**What you need to do**:
In the listing below, from the line containing "[find] the sea" through the end of the listing, change "drop a marker" to "place a pin" and reproduce those lines with nothing else altered. Leave the pictures out of your answer.
###
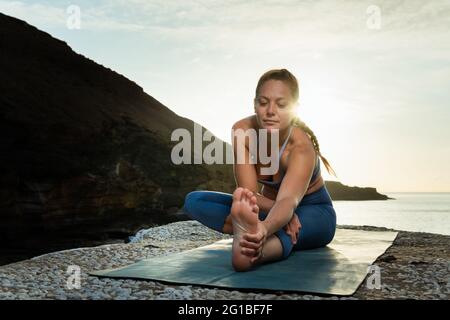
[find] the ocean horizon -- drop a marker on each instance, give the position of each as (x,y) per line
(410,211)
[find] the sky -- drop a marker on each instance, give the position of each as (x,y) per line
(374,75)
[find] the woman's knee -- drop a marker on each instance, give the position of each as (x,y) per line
(191,202)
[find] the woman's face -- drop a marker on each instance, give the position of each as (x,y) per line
(274,106)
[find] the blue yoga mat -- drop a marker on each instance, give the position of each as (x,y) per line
(337,269)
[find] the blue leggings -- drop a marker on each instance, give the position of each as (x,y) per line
(315,212)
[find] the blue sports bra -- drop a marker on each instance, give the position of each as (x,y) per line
(276,185)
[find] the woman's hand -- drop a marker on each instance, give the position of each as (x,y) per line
(293,228)
(252,243)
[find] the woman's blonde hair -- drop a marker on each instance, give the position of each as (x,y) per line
(288,78)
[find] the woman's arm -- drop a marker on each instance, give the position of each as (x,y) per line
(294,185)
(265,204)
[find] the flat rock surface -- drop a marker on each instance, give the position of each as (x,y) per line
(416,266)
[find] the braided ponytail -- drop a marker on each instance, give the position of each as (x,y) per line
(296,122)
(291,81)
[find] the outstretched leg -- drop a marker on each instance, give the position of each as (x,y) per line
(244,216)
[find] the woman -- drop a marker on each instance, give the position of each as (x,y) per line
(293,210)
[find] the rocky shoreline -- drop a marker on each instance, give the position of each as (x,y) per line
(416,266)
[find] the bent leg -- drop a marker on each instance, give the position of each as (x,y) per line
(210,208)
(318,226)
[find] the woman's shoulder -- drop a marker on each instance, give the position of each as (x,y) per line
(300,140)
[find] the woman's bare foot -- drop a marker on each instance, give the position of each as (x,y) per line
(244,215)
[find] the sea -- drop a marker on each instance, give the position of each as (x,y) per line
(410,211)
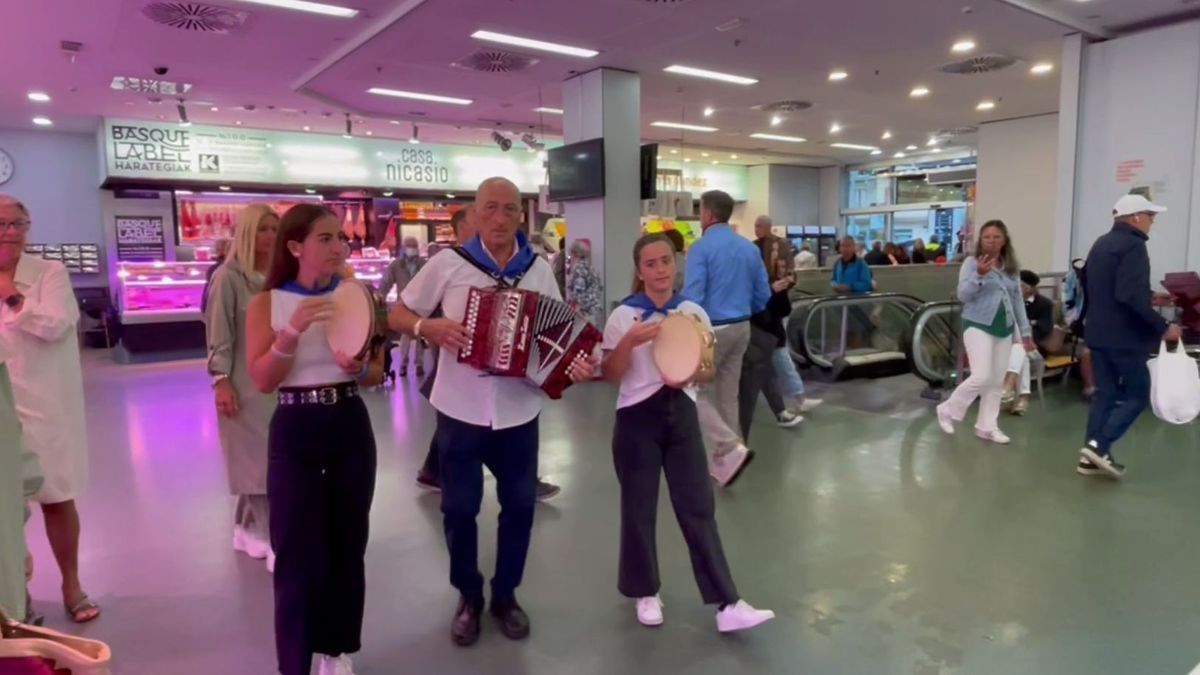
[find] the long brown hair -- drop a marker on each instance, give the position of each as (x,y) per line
(643,242)
(1008,255)
(294,226)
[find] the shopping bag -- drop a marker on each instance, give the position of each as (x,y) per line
(1174,386)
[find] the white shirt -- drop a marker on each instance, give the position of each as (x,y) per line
(47,376)
(642,378)
(460,390)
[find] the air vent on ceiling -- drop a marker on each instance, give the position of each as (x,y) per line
(495,60)
(981,64)
(195,17)
(785,107)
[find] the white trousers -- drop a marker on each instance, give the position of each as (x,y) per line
(989,363)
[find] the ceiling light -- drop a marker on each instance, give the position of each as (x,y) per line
(534,43)
(711,75)
(777,137)
(963,47)
(306,6)
(684,126)
(419,96)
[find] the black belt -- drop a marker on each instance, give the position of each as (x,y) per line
(327,395)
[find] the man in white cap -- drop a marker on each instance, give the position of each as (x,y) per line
(1122,329)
###
**Reply**:
[find] the sea -- place a pin on each instance, give the position of each as (x,y) per line
(410,211)
[find] the long brown hair -- place a pin on each instance, give the position of each as (x,y) per line
(643,242)
(1008,255)
(294,226)
[find] the shopping bag -- place a pin on each instance, give the position of each as (x,y) per line
(1174,386)
[find] the white shirt -- place a pin on each instance, give the position of each as (x,y) per line
(47,376)
(642,378)
(460,390)
[find] the air vent on ceiling -- place a pin on each instance, give the position of each as (x,y) per line
(495,60)
(981,64)
(195,17)
(785,107)
[find] the white trousers -- place a pin on each instance, give the position of each as (x,y) per line
(989,363)
[find] the ceiling light -- place a pin on each instance, give the position of each as (x,y) per line
(534,43)
(711,75)
(777,137)
(963,47)
(306,6)
(684,126)
(419,96)
[find] the black belt -- place a pin on each instance, give the position of each as (x,y) per line
(327,395)
[find] the man in white cap -- place a pin on each instance, give the position of each as (x,y) per line
(1122,329)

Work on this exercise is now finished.